• **TASK BRIEF**: Please copy each of the lines below word for word, without changing a single character.

• **DATA**:
[Begin]
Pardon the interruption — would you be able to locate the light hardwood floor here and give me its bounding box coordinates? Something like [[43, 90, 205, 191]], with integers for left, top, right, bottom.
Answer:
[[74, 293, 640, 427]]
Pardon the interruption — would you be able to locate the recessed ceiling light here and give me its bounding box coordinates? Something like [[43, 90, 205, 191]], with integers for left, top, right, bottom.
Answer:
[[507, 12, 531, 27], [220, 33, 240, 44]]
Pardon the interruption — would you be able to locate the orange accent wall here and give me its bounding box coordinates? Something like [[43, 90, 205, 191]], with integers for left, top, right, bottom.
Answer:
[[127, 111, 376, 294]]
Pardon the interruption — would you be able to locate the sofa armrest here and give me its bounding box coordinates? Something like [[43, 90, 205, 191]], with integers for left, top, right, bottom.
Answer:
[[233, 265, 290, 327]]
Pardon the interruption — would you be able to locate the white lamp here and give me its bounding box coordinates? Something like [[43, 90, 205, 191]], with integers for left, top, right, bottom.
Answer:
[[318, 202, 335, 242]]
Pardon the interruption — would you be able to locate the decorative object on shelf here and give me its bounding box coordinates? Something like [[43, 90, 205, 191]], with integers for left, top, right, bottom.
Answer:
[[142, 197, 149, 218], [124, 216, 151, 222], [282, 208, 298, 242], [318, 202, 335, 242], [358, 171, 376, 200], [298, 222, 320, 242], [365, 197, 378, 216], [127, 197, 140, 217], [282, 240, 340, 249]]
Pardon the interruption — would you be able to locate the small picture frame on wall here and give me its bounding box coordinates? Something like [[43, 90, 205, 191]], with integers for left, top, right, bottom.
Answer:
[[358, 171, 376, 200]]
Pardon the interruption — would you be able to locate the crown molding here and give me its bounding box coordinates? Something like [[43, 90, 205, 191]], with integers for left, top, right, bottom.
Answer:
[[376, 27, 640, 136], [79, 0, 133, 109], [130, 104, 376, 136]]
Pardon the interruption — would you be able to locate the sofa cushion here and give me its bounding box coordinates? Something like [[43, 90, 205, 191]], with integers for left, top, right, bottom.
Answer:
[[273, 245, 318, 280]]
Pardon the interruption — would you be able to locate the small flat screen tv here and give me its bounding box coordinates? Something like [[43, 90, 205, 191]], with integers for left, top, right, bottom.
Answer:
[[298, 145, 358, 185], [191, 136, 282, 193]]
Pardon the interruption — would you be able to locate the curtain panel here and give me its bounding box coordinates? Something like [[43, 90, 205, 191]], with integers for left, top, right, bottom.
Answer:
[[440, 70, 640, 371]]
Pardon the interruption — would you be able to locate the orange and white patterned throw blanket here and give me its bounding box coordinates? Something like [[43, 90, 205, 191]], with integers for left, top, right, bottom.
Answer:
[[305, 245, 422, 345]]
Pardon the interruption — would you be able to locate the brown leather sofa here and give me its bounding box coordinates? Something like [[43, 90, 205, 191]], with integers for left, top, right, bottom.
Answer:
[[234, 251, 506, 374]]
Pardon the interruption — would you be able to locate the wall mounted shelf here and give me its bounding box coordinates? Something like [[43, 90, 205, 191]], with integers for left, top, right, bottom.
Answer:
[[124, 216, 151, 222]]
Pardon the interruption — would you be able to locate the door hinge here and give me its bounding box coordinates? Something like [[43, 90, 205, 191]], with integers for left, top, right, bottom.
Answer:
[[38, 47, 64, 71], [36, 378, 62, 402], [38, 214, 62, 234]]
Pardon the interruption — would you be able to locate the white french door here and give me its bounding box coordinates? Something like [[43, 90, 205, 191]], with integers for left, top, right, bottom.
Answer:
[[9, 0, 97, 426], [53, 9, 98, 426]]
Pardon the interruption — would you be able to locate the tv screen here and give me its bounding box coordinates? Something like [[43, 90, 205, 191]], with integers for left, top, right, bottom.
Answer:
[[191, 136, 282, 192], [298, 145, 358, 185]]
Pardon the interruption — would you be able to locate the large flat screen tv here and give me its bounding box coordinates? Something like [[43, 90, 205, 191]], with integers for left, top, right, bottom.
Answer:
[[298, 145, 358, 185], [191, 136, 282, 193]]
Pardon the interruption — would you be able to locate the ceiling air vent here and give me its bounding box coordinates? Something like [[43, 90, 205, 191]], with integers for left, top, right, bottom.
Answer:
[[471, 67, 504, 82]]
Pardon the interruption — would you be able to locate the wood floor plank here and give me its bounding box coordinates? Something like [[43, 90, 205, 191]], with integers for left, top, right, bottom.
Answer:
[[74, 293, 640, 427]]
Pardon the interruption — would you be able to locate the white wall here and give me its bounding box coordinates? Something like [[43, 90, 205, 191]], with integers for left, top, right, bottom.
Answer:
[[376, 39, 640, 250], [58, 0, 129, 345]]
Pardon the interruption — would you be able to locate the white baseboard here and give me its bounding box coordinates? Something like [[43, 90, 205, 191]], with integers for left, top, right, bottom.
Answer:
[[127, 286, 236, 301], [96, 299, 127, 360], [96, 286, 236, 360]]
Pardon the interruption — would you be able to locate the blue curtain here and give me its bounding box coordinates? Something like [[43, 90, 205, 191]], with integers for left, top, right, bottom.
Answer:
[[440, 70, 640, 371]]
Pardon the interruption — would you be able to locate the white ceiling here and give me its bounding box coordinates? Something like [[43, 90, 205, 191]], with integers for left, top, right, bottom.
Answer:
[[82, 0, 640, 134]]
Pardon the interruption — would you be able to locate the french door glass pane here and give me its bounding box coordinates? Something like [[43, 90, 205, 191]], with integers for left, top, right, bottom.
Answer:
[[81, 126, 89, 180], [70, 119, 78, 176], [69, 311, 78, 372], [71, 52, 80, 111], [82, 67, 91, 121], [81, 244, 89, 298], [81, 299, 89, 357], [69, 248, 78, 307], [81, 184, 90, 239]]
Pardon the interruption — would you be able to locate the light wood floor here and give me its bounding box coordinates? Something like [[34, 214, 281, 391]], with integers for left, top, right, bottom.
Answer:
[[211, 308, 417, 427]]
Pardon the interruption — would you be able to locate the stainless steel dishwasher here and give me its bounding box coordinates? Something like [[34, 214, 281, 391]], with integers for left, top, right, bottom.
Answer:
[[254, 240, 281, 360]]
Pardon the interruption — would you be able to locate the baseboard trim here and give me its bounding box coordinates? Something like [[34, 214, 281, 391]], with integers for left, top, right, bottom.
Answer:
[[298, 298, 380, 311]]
[End]
• **CORRECT ANSWER**:
Pardon the interruption — would you be able to locate the light hardwood floor here and give me its bounding box coordinates? Something like [[43, 90, 205, 191]], with integers for left, top, right, bottom.
Answer:
[[74, 293, 640, 427]]
Pardon the interruption — would you be able to locate the recessed ceiling light here and give me its bounding box coordinates? Something like [[43, 90, 205, 191]], with integers for left, top, right, bottom.
Answer:
[[507, 12, 531, 27], [220, 33, 240, 44]]
Pardon the interruption — would you be able to locate the orange accent wall here and give me its bounding box coordinates? Something like [[43, 90, 205, 191]], with integers for left, top, right, bottom.
Answer:
[[127, 111, 376, 294]]
Pardon the interruption — would you be able to locate the sofa armrest here and give me its bounding box coordinates? Something like [[43, 90, 205, 191]], with integers for left, top, right, bottom.
Answer:
[[233, 265, 290, 327]]
Pardon the interruption — would you be able to locate the white lamp here and give me its bounding box coordinates? Something like [[43, 90, 205, 191]], with integers for left, top, right, bottom.
Answer:
[[318, 202, 335, 242]]
Pardon the interruption — would you be able to locate the decorative object on shelf here and give me its bounding box coordinates? Something like [[43, 90, 205, 191]], with integers for left, top, right, bottom.
Answer:
[[142, 197, 149, 218], [124, 216, 151, 222], [282, 208, 298, 242], [318, 202, 335, 242], [358, 171, 376, 200], [298, 222, 320, 242], [365, 197, 378, 216], [127, 197, 140, 217], [282, 240, 340, 249]]
Pardon the interruption — would you be able to locate the small picture frame on wall here and give me its bounding box coordinates? Something like [[43, 90, 205, 191]], with integers for left, top, right, bottom.
Answer:
[[358, 171, 376, 200]]
Pardon the interruption — would you be able to locate the crown molding here and give me its bounding box coordinates? Something like [[43, 90, 205, 191]], with integers for left, top, right, bottom.
Answer:
[[376, 27, 640, 136], [79, 0, 133, 109], [130, 104, 376, 136]]
Pardon the interruption — would you be able to locate the sofa cushion here and give me its bounding box coordinates? Something like [[43, 90, 205, 191]], with integers for left, top, right, bottom.
Answer:
[[273, 245, 318, 280]]
Pardon the interruption — would you be able to locate the small flat screen tv here and give me its bounding box coordinates? Something like [[43, 90, 205, 191]], with integers for left, top, right, bottom.
Answer:
[[298, 145, 358, 185], [191, 136, 282, 193]]
Pardon the interruption — would you be able to locate the curtain panel here and give me its bounding box coordinates? Something like [[43, 90, 205, 191]], with integers for left, top, right, bottom.
Answer:
[[440, 70, 640, 371]]
Pardon the interruption — would you be able to locate the orange and white patterned throw blanket here and give me its bounding box coordinates? Something like [[43, 90, 205, 191]], with integers for left, top, right, bottom.
Answer:
[[305, 245, 422, 345]]
Pardon the interruption — would you be able to locate the brown leather sofa here and give me its bounding box coordinates? Something like [[43, 90, 205, 191]], with integers for left, top, right, bottom.
Answer:
[[234, 251, 506, 374]]
Pardon the interruption — would you be able to locate the wall mounted shelf here and give me its bounding box coordinates? Something like [[43, 90, 205, 191]], with integers for left, top, right, bottom.
Answer:
[[124, 216, 151, 222]]
Pardon the interruption — would you be able to locate the door hinge here and give me its bounding box coordinates? Something like [[43, 90, 205, 191]], with integers for left, top, right, bottom.
Answer:
[[38, 47, 64, 71], [36, 378, 62, 402], [38, 214, 62, 234]]
Pardon the interruption — would you be able to locate the white french door here and give me its bounding box coordinates? Something like [[43, 90, 205, 191]], with integers for left, top, right, bottom.
Answer:
[[9, 0, 97, 426], [53, 9, 98, 426]]
Pardon the interruption — would you be able to locate the tv screen here and give me its bounding box coordinates? Something like [[43, 90, 205, 191]], with integers for left, top, right, bottom.
Answer:
[[191, 136, 282, 192], [298, 145, 358, 185]]
Pardon the interruption — would you be able to locate the large flat screen tv here and give me its bounding box coordinates? Something like [[43, 90, 205, 191]], with integers for left, top, right, bottom.
Answer:
[[298, 145, 358, 185], [191, 136, 282, 193]]
Pardon the interruption — would you be able to locate the ceiling air vent here and give me its bounding box coordinates? Something like [[43, 90, 205, 191]], with integers for left, top, right, bottom.
Answer:
[[471, 67, 504, 82]]
Pardon the interruption — would you be able to locate the wood floor plank here and give me its bounding box coordinates? Something like [[43, 90, 205, 191]], with integers for left, top, right, bottom.
Answer:
[[74, 293, 640, 427]]
Pardon the interruption — would you be able to locate the white wall here and give me its bounding box coordinates? Something like [[43, 90, 205, 191]], with integers for left, top, right, bottom.
Answer:
[[376, 39, 640, 250], [58, 0, 129, 345]]
Pardon the interruption — would you be able to locate the white baseboard here and give me its bounding box coordinates? Something like [[43, 90, 205, 191]], with integers for left, top, right, bottom.
Answer:
[[127, 286, 236, 301], [96, 299, 127, 360], [96, 286, 236, 360]]
Pardon the interruption — would you be able to locate the blue curtain here and give me its bounding box coordinates? Something like [[43, 90, 205, 191]], with integers for left, top, right, bottom.
Answer:
[[440, 70, 640, 371]]
Pardon the interruption — would you be able to locate the white ceiling here and give me its bounding box coordinates? Something like [[43, 90, 205, 191]], with integers for left, top, right, bottom.
Answer:
[[82, 0, 640, 134]]
Pardon the interruption — would you be able to locate the french door glass pane here and give me its bounding box coordinates? Something like [[43, 90, 205, 191]], with integers for left, top, right, bottom.
Answer:
[[81, 126, 89, 180], [70, 119, 78, 176], [69, 311, 78, 372], [71, 52, 80, 111], [82, 67, 91, 121], [81, 244, 89, 298], [81, 299, 89, 357], [69, 248, 78, 307], [81, 184, 90, 239]]
Pardon the interruption — would you be able to locate the light wood floor here and give me its bounding box coordinates? Something like [[34, 214, 281, 391]], with integers for left, top, right, bottom.
Answer:
[[211, 308, 417, 427]]
Pardon the interruption — would you be able to locate the stainless steel dishwasher here and give me its bounding box coordinates? Something like [[34, 214, 281, 391]], with integers for left, top, right, bottom.
Answer:
[[254, 240, 281, 360]]
Pardon the interruption — would you be able to locate the baseboard trim here and give me its bounding box coordinates? Something like [[34, 214, 281, 391]], with integers for left, top, right, bottom.
Answer:
[[298, 298, 380, 311]]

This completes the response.